— start Data to use —

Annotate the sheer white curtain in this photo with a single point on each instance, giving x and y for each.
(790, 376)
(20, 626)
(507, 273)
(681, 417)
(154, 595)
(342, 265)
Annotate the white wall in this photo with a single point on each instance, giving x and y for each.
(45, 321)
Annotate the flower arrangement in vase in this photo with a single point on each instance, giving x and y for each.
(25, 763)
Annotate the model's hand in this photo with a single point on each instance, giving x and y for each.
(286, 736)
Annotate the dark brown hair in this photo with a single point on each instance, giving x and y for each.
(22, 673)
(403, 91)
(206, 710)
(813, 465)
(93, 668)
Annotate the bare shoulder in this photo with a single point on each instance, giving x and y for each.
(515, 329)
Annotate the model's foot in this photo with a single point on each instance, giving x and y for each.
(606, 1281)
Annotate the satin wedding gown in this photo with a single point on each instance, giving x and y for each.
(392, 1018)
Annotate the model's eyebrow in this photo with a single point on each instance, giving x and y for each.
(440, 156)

— end Data to use —

Rewrite the records above, replacing every "Annotate" with "Mark" and leaving everything else as it is.

Mark the sheer white curtain in this photo with a single point on each instance, giving x and y for each.
(790, 376)
(20, 626)
(507, 273)
(681, 417)
(154, 595)
(342, 265)
Mark the white wall in this photo with a single point on each instance, giving x and y for each.
(45, 321)
Mark the flower arrangement in vase in this photo with a single point on each instance, giving x and y for each.
(25, 763)
Mark the model's hand in this photo with a single point on each instance, giving x and y for each.
(286, 736)
Mark the dark brown hair in this photo with a single point on each instance, giving x and y for each.
(22, 673)
(403, 91)
(206, 710)
(813, 465)
(93, 668)
Mark the bare shoulder in this photo with a single point on each instance, giving x and y for each.
(515, 329)
Mark the model's foot in this photo with a single point on each instance, giving x and y for each.
(606, 1281)
Mark the satin wedding gown in this photo with a single point on each instance, giving x and y for each.
(392, 1018)
Mark the model's eyebrow in this photo with a single point on each instance, giving x and y for each.
(440, 156)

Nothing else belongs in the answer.